***** Exercise materials *****

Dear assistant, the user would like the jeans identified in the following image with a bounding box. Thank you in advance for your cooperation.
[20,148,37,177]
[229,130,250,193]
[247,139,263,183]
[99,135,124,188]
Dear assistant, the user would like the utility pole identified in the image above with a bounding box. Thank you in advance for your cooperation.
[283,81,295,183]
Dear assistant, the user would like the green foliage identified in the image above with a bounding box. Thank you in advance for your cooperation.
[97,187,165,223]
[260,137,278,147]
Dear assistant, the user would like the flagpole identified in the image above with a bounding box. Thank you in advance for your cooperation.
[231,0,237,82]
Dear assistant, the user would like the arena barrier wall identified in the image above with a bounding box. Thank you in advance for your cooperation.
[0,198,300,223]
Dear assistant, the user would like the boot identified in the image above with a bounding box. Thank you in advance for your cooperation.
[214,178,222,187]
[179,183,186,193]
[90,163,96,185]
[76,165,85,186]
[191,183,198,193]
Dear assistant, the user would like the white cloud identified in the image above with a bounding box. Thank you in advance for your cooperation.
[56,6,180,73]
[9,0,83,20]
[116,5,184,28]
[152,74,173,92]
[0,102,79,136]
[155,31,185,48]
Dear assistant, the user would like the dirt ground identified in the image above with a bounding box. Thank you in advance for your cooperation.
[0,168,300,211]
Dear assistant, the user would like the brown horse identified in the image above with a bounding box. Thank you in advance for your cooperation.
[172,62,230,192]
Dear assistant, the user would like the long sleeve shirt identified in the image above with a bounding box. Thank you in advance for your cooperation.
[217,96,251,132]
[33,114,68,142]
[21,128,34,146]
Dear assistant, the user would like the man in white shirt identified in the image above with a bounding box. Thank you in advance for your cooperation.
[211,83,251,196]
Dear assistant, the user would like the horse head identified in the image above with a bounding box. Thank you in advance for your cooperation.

*****

### Exercise instructions
Reproduce every one of the records above verbatim, line for line, without changing anything.

### Output below
Dear assistant, the user would like the jeans identified in the following image with a bounding box. Thank you in advance for your cooperation.
[20,148,37,177]
[229,130,250,193]
[247,139,263,183]
[99,135,124,188]
Dear assistant, the user would like the utility pole identified in the image above with a bounding box. Thank you in advance for your cooperation.
[283,81,295,183]
Dear assistant, the user would like the green foliage identified in the image above with a bounding box. Thank you in advance for your cooperation.
[97,187,165,223]
[260,137,278,147]
Dear assistant, the user would like the flagpole identified in the image above with a bounding box. Thank you in advance for your cooperation.
[231,0,237,82]
Dear assistant, the user would like the arena barrier wall identified in the image above with a bounding box. Thank you in advance for your cooperation.
[0,198,300,223]
Dear assistant, the user would like the boot identified in the image above with a bounding box. Thank you in advance for your cooperation.
[214,178,222,187]
[179,183,186,193]
[90,163,96,185]
[76,165,85,186]
[191,183,198,193]
Dear assistant, the user would like the white cloud identified in the image above with a bounding box. Thank you in advance for your cooperation.
[56,6,180,73]
[9,0,83,20]
[116,5,184,28]
[152,74,173,92]
[0,102,79,136]
[155,31,185,48]
Dear assistant, the user would like the dirt ground identified in the image above with a bounding box. Thank you in advance for your cooperation.
[0,168,300,211]
Dear assistant, the user would like the brown horse identified in the image above with a bounding box. Thank you in advance for your cooperation.
[172,62,230,192]
Dear assistant, the user would like the long sleeve shirt identified in the image above with a bounding box. Thank you in advance for your cooperation.
[217,96,251,132]
[33,114,68,142]
[21,128,34,146]
Dear assistant, the user would like the man in white shirt identified in the image above with a bounding box. Thank you in advance for your cooperation.
[211,83,251,196]
Dear assistant, the user would like the horse head identified in the image above with a bounding box. Thank you in advance for your cooperation.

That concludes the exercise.